INSTRUCTION 1: According to the set theory thread, in what ways are the alternative systems that have a set of all sets very different from Z set theory?

1. Take N = {N}, the set that contains itself.

2. N contains itself = {N} contains itself

3. {N} doesn't contain itself.

QED

Please stop using '=' to stand for the biconditional.

(1) N = {N} premise

(2) N e N <-> {N} e {N} from (1)

(3) ~ {N} e {N} non sequitur

Why do you waste our time?

IF there is a set of all sets, then it has a subset that is the set of all sets that are not members of themselves. — TonesInDeepFreeze

Everyone recognises such a set is contradictory. What you and mainstream set theorists seem to think is that this logically entails that the set of all sets is contradictory, whereas it does not (and I have provided proof of this).

You see, right there, you skipped my point, posted at least three times now, that "member of itself twice" has no apparent set theoretic meaning. — TonesInDeepFreeze

It seems that you are not reading what I'm writing with enough attention to detail. You seem to have not understood why I have said "member of itself twice" (which is my proof of why a set of all sets that are members of themselves is as contradictory as a set of all sets that are not members of themselves).

By deriving a contradiction from the assumption that there does exist a set of all sets. — TonesInDeepFreeze

You've rightly recognised that a set of all sets that are not members of themselves that is itself not a member of itself is contradictory. What you've wrongly concluded is that this means the set of all sets is contradictory.

Only one set contains all sets that are not members of themselves (the set of all sets). Again, there is nothing contradictory about the set that encompasses all sets that are members of it (because they are sets), and it is a member of itself (because it is a set). There is nothing contradictory about the set of all sets. It's rejection is blatantly contradictory and all set theorists know this (including you). ZF is either inconsistent, or not comprehensive enough (which ultimately means it is inconsistent).

This fierce dogma needs to die.

What you and mainstream set theorists seem to think is that this logically entails that the set of all sets is contradictory — Philosopher19

I don't just think it. I prove it from the axioms of Z set theory. You are welcome to present your own system and axioms in which there is a set of all sets.

By the way, there are alternative systems in which there is a set of all sets, but their formation syntaxes, inference rules, and axioms are very different from Z set theory. If you were sincere in sustaining having a set of all sets, then you would look up such alternative systems instead of flaunting your utter ignorance of what proof is.

I have provided proof of this — Philosopher19

You provided muddled argument that depends on an undefined notion of "member twice". Proof, on the other hand, is from axioms with rules of inference.

MATERIAL FOR THIS EXERCISE:
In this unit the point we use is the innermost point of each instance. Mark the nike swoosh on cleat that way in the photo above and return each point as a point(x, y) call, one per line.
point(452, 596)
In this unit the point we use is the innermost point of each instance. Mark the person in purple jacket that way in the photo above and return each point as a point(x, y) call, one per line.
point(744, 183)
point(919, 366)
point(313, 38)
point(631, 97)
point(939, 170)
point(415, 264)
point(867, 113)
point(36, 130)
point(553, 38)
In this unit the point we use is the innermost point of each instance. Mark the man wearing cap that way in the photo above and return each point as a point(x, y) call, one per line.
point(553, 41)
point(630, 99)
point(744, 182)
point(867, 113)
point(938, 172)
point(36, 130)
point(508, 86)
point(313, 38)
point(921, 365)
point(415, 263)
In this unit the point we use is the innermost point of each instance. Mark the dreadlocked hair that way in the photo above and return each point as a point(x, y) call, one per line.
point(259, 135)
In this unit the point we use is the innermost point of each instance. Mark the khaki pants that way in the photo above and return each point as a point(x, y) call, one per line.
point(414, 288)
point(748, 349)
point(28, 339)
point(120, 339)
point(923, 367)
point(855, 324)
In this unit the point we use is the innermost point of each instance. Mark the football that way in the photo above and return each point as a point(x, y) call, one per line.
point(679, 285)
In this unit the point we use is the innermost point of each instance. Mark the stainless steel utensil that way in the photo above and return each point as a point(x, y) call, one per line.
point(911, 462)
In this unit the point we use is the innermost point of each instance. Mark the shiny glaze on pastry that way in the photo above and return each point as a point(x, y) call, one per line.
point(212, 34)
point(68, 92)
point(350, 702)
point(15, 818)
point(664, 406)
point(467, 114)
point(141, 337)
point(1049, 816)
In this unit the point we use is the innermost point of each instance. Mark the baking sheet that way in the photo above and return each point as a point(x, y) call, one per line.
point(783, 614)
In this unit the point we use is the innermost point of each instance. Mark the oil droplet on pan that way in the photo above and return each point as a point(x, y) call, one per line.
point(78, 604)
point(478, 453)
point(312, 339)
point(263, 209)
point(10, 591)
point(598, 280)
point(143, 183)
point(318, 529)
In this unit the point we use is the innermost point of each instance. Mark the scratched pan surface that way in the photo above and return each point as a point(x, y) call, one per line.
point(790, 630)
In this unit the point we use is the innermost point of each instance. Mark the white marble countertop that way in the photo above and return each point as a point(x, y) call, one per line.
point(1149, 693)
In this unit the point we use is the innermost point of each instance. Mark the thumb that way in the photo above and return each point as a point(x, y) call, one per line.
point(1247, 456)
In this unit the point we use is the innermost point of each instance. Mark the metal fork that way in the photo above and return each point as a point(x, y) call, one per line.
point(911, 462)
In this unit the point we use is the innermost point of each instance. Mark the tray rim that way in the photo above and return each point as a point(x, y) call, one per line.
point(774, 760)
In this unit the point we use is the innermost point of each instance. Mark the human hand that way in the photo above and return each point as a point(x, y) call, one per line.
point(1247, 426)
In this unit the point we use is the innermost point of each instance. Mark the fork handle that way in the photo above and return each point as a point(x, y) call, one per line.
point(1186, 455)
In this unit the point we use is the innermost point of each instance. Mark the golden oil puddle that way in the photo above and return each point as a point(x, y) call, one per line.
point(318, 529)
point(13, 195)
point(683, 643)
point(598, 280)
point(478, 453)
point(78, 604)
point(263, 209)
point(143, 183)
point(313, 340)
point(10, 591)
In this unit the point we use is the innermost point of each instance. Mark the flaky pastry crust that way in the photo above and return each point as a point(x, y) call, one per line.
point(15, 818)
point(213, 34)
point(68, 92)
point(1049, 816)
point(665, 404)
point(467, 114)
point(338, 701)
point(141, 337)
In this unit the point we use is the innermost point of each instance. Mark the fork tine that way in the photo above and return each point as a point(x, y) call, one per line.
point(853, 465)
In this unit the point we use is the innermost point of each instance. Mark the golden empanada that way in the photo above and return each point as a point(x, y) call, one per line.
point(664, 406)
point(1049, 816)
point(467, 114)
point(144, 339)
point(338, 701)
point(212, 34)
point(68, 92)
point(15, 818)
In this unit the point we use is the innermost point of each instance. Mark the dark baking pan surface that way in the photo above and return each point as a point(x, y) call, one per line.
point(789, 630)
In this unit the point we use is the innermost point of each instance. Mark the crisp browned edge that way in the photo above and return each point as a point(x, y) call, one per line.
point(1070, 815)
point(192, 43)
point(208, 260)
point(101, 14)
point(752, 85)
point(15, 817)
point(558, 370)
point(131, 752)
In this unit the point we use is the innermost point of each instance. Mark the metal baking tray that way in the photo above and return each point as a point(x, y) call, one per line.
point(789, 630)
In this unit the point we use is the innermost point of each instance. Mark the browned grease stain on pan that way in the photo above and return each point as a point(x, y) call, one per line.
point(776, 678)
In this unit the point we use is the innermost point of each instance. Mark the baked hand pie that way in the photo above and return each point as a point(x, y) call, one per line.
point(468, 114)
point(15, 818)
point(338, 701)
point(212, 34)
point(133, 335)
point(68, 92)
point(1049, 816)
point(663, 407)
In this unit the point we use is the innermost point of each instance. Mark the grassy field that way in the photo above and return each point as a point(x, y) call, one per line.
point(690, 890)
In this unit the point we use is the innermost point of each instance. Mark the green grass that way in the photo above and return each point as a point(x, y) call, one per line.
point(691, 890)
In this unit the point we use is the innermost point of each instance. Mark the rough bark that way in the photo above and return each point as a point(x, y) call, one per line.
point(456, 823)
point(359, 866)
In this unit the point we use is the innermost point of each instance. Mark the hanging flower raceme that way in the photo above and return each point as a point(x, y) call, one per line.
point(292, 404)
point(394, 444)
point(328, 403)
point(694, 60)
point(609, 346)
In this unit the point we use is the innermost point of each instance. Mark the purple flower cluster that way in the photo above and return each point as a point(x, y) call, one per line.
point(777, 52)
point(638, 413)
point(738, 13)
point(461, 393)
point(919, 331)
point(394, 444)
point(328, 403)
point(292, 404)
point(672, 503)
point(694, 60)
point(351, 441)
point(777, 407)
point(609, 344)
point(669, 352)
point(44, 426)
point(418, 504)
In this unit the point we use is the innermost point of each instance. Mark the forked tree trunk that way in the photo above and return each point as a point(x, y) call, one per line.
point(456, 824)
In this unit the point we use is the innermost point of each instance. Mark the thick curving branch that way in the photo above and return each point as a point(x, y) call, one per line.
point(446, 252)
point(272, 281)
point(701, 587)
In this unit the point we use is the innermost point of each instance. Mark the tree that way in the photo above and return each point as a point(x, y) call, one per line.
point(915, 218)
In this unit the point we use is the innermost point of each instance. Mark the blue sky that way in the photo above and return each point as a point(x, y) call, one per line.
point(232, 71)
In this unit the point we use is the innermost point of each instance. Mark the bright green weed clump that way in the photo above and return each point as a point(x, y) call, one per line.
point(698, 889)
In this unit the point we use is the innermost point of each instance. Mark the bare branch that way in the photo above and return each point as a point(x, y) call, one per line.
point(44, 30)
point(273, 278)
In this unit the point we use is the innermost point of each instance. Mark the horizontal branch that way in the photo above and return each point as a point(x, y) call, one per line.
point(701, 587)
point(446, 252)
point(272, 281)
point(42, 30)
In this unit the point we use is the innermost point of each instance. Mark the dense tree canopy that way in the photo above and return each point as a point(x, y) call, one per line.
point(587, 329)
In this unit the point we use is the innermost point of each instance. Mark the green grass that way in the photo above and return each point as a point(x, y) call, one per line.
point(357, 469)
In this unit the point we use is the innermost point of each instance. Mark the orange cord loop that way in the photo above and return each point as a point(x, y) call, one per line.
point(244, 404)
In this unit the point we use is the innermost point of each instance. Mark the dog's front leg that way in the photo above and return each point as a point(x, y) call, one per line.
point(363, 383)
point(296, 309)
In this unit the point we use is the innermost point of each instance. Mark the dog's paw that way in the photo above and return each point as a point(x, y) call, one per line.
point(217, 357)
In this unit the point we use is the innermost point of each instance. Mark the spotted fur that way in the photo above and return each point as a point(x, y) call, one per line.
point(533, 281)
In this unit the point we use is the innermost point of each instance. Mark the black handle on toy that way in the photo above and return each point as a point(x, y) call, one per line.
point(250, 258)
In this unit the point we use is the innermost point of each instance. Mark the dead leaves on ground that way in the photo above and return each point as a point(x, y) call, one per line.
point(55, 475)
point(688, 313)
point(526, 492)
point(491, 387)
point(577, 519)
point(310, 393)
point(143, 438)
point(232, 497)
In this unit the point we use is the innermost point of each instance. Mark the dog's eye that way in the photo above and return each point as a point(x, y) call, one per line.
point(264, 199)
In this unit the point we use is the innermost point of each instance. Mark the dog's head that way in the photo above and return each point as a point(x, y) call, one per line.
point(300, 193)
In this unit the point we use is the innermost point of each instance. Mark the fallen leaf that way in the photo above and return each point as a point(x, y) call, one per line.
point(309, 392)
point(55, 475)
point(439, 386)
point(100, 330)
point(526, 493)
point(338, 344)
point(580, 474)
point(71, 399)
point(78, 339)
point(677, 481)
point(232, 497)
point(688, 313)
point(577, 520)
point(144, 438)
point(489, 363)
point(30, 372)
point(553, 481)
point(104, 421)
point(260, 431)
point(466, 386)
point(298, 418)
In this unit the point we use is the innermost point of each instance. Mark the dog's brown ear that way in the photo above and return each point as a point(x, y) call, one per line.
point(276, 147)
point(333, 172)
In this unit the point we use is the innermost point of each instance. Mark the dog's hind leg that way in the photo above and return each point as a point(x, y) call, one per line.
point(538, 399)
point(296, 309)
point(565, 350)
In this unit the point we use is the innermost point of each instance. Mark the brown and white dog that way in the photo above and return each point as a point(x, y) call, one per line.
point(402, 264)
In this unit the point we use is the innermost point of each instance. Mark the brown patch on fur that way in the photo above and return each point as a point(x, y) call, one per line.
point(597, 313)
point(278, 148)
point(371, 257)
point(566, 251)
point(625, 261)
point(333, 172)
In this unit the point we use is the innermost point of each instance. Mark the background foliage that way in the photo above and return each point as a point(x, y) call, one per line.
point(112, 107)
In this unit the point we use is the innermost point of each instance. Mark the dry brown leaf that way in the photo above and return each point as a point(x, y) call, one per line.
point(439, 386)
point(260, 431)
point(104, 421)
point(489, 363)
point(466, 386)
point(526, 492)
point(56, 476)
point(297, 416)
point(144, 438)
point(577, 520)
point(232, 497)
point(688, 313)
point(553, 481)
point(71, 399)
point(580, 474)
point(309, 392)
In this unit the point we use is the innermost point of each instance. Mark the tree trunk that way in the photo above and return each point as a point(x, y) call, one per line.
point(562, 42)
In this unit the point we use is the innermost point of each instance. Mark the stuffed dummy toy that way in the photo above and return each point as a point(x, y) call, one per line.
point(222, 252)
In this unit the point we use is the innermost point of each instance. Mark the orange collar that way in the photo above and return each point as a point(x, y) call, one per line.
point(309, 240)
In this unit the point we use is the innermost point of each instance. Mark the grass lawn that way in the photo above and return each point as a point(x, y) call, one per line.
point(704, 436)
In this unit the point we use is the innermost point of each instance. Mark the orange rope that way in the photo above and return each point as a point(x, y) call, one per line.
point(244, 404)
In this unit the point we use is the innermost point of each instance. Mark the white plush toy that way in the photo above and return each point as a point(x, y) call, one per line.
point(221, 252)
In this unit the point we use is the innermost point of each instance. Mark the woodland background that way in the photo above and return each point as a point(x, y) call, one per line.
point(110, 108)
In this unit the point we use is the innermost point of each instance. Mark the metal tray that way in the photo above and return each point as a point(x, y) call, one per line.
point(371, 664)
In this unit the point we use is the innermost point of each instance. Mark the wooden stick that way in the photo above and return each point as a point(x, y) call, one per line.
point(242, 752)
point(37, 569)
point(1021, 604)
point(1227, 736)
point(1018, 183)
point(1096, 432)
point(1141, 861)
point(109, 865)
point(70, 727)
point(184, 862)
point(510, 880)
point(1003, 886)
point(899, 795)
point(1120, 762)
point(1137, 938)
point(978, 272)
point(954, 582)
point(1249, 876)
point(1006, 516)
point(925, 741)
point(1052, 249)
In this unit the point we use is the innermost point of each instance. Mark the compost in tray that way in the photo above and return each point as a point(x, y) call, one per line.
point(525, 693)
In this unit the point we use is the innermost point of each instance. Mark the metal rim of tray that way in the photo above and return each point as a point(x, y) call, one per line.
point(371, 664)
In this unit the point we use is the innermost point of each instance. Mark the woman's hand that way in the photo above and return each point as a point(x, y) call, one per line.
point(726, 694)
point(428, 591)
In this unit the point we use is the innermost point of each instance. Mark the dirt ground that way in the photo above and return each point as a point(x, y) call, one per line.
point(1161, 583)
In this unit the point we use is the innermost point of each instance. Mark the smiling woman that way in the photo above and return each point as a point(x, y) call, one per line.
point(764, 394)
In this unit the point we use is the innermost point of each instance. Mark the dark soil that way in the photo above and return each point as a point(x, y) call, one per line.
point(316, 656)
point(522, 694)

INSTRUCTION 2: Extract the stretch of the records from their start through the line that contains "point(679, 285)", reproducing each line verbatim.

ANSWER 1: Their formation syntaxes, inference rules, and axioms are very different.

ANSWER 2:
In this unit the point we use is the innermost point of each instance. Mark the nike swoosh on cleat that way in the photo above and return each point as a point(x, y) call, one per line.
point(452, 596)
In this unit the point we use is the innermost point of each instance. Mark the person in purple jacket that way in the photo above and return each point as a point(x, y) call, one per line.
point(744, 183)
point(919, 366)
point(313, 38)
point(631, 97)
point(939, 170)
point(415, 264)
point(867, 113)
point(36, 130)
point(553, 38)
In this unit the point we use is the innermost point of each instance. Mark the man wearing cap that way in the photo above and return each point as a point(x, y) call, one per line.
point(553, 41)
point(630, 99)
point(744, 182)
point(867, 113)
point(938, 172)
point(36, 130)
point(508, 86)
point(313, 38)
point(921, 365)
point(415, 263)
In this unit the point we use is the innermost point of each instance. Mark the dreadlocked hair that way in the photo above and return each point as a point(x, y) call, one per line.
point(259, 135)
In this unit the point we use is the innermost point of each instance. Mark the khaki pants that way in the photo above and return each point as a point(x, y) call, one per line.
point(414, 288)
point(748, 349)
point(28, 339)
point(120, 339)
point(923, 367)
point(855, 324)
In this unit the point we use is the innermost point of each instance. Mark the football that way in the photo above and return each point as a point(x, y) call, one per line.
point(679, 285)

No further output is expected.